__Document section__

-- -- --

2007Director: Andrew Currie
Cast: Billy Connolly, Carrie-Anne Moss, K’Sun Ray
good zombie movie should leave us asking questions. They ask us to consider how our morality withstands the primal urge for survival incited by a struggle against the undead. The overused moment present in almost every zombie movie I've ever seen—the scene where a loved one must be killed off because of their inevitable and imminent transformation into the living dead—is still powerful because it always raises that basic question. Fido examines an entire society in the post-traumatic aftermath of the “zombie wars.” The whole culture has been pulled, kicking and screaming, through those terrifying moments where one loses one’s humanity to survive. Everybody, it seems, has killed a family member.
The suburban town portrayed in Fido has survived, it seems, through “containment.” To keep the town alive, literally and figuratively, its citizens have all indulged in a kind of mass-hypnosis, surrendering themselves to corporate power, consumerism, and petty gossip. The culture is so disturbed and haunted by its own past—the zombie wars—that its efforts to self-medicate are heightened to the point of comic absurdity. Everything in suburbia is too sunny, too cheery, too perfect. This idea is certainly not novel, but its context delivers a horrifying and hilarious result.
A large corporation, Zomcom, has become a centerpiece of American culture for handling all the issues pertaining to zombies. At the end of the zombie wars, the president of Zomcom invented collars that domesticated the undead. “Thanks to Zomcom, we can all become productive members of society, even after we die!” one newsreel happily announces to a room of eager students. A television ad for a Zomcom heart-stop alarm (a device that alerts the proper authorities immediately when an old person dies, thereby reducing the risk of them turning into a zombie and attacking someone) says in a dramatic voice, “The elderly: they seem nice, but can you really trust them?” alongside an image of a little girl being chased by her newly undead grandfather.

-- -- --

__Information provided__
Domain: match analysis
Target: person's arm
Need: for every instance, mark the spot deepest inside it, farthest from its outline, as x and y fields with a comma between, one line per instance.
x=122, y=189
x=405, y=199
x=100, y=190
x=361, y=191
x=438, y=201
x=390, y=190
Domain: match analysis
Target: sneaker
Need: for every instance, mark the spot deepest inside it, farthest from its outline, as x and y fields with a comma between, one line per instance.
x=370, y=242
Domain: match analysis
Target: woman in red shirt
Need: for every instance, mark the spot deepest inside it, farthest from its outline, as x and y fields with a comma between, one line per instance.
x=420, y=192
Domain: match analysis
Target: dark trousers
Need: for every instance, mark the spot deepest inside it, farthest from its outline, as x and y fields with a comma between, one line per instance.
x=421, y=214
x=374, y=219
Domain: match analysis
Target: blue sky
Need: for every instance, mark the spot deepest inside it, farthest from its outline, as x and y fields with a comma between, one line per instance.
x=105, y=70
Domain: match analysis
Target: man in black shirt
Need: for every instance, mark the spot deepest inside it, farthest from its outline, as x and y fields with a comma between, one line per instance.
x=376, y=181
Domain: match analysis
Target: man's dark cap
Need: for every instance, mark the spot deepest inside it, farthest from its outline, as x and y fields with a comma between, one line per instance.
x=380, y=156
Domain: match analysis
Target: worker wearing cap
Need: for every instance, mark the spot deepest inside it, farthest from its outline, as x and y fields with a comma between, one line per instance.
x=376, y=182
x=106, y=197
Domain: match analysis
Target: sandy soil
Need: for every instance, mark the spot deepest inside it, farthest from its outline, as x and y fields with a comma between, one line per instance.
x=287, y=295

-- -- --

__Work to be completed__
Can you pull the stretch from "2007Director: Andrew Currie" through "a family member." out of the Fido review word for word?

__Written answer__
2007Director: Andrew Currie
Cast: Billy Connolly, Carrie-Anne Moss, K’Sun Ray
good zombie movie should leave us asking questions. They ask us to consider how our morality withstands the primal urge for survival incited by a struggle against the undead. The overused moment present in almost every zombie movie I've ever seen—the scene where a loved one must be killed off because of their inevitable and imminent transformation into the living dead—is still powerful because it always raises that basic question. Fido examines an entire society in the post-traumatic aftermath of the “zombie wars.” The whole culture has been pulled, kicking and screaming, through those terrifying moments where one loses one’s humanity to survive. Everybody, it seems, has killed a family member.